--- TEXT EXCERPT ---
"""

There is a smug style in American liberalism. It has been growing these past decades. It is a way of conducting politics, predicated on the belief that American life is not divided by moral difference or policy divergence — not really — but by the failure of half the country to know what's good for them.

In 2016, the smug style has found expression in media and in policy, in the attitudes of liberals both visible and private, providing a foundational set of assumptions above which a great number of liberals comport their understanding of the world.

It has led an American ideology hitherto responsible for a great share of the good accomplished over the past century of our political life to a posture of reaction and disrespect: a condescending, defensive sneer toward any person or movement outside of its consensus, dressed up as a monopoly on reason.

The smug style arose to answer these questions. It provided an answer so simple and so emotionally satisfying that its success was perhaps inevitable: the theory that conservatism, and particularly the kind embraced by those out there in the country, was not a political ideology at all.

The trouble is that stupid hicks don't know what's good for them. They're getting conned by right-wingers and tent revivalists until they believe all the lies that've made them so wrong. They don't know any better. That's why they're voting against their own self-interest.

As anybody who has gone through a particularly nasty breakup knows, disdain cultivated in the aftermath of a divide quickly exceeds the original grievance. You lose somebody. You blame them. Soon, the blame is reason enough to keep them at a distance, the excuse to drive them even further away.

Finding comfort in the notion that their former allies were disdainful, hapless rubes, smug liberals created a culture animated by that contempt. The rubes noticed and replied in kind. The result is a self-fulfilling prophecy.

"""

--- DATA EXCERPTS ---
"""

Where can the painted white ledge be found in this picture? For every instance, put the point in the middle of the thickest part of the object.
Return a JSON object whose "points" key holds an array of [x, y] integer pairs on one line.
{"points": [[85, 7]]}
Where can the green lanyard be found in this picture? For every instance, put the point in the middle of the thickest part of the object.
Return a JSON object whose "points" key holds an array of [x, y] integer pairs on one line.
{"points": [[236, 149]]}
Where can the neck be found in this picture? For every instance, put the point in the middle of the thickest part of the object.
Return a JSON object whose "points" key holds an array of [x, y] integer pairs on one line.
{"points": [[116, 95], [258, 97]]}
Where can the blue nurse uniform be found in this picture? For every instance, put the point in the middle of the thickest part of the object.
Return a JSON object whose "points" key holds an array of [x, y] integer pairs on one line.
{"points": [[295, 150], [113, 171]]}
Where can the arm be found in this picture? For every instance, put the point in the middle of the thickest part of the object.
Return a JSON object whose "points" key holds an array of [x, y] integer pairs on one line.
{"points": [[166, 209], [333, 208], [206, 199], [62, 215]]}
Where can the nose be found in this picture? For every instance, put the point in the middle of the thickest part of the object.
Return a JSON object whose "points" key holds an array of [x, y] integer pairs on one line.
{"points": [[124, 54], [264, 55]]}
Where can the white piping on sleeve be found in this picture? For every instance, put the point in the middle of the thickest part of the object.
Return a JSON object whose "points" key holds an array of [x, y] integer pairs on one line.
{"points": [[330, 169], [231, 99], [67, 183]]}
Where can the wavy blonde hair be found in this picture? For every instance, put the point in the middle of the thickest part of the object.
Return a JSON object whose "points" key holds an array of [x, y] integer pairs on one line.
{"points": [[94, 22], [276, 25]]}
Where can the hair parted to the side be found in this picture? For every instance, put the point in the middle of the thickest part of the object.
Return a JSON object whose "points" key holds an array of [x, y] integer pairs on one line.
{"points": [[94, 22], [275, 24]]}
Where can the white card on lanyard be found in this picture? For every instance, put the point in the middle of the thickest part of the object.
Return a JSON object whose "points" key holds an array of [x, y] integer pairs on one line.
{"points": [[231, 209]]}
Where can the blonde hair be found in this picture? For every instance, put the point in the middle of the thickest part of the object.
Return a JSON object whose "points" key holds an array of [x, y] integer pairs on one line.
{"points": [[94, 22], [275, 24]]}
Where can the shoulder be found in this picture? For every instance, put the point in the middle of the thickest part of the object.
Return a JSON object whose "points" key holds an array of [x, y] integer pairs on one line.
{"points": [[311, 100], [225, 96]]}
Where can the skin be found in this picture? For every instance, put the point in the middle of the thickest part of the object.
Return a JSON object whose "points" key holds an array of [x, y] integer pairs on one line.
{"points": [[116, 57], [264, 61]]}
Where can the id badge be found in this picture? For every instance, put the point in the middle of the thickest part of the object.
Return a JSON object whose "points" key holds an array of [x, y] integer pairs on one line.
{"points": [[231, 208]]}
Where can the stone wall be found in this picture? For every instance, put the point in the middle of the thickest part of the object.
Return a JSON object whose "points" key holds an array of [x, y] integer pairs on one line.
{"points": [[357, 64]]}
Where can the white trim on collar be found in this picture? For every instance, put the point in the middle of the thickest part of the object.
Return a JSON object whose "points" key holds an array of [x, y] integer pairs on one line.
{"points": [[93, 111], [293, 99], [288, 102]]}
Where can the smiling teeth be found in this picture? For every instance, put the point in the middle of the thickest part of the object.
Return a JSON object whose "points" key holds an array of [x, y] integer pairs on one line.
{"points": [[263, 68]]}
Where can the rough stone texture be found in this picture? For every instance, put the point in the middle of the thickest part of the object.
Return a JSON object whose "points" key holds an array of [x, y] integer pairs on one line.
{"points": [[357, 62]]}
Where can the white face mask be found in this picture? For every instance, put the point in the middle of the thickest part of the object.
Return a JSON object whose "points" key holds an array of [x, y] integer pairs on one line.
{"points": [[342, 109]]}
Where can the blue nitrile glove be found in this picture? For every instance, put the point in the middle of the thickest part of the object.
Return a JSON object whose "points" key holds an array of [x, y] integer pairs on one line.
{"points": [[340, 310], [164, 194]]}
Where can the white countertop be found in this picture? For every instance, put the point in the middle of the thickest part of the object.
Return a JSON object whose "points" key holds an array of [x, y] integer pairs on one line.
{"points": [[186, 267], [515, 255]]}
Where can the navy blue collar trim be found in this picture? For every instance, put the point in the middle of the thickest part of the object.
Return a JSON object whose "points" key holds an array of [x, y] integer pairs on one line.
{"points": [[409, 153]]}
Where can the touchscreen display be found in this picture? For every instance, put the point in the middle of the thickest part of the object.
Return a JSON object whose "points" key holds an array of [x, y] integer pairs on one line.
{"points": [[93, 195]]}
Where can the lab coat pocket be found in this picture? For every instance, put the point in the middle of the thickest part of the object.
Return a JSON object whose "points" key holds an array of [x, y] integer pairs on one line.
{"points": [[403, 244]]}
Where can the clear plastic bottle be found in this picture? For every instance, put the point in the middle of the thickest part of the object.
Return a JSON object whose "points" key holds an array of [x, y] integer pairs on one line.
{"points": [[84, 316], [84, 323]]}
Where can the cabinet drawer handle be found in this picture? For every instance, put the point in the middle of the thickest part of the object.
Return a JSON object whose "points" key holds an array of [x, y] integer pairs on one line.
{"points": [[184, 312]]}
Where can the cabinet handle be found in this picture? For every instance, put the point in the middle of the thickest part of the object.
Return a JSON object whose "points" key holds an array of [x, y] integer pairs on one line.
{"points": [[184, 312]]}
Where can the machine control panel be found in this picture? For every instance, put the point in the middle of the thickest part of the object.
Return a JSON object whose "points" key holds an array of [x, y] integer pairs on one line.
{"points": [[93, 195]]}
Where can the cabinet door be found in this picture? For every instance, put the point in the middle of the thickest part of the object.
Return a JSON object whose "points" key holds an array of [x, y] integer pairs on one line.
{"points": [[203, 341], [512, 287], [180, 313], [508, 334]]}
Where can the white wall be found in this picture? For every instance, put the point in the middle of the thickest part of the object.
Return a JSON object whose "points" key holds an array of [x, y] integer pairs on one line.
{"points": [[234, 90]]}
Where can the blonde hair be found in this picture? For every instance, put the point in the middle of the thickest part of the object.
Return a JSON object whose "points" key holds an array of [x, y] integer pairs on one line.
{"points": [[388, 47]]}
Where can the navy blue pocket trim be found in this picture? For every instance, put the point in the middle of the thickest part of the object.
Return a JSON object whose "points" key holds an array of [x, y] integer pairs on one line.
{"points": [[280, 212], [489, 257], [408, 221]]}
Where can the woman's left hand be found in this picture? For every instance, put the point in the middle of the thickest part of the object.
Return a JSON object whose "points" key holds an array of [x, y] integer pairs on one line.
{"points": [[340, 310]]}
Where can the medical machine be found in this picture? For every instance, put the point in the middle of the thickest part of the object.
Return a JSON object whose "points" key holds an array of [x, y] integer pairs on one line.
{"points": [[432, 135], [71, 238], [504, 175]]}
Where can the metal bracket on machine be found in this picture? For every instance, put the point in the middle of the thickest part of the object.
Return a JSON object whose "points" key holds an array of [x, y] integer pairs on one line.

"""

--- WHAT YOU NEED TO DO ---
Answer these questions about the excerpt on the smug style in American liberalism:
(a) What does the smug style hold that American life is really divided by?
(b) In what year does the text say the smug style found expression in media and in policy?
(c) What does the text call the result after the rubes replied in kind?
You won't need the items here.

--- RESULT OF THIS EXERCISE ---
(a) The failure of half the country to know what's good for them.
(b) 2016.
(c) A self-fulfilling prophecy.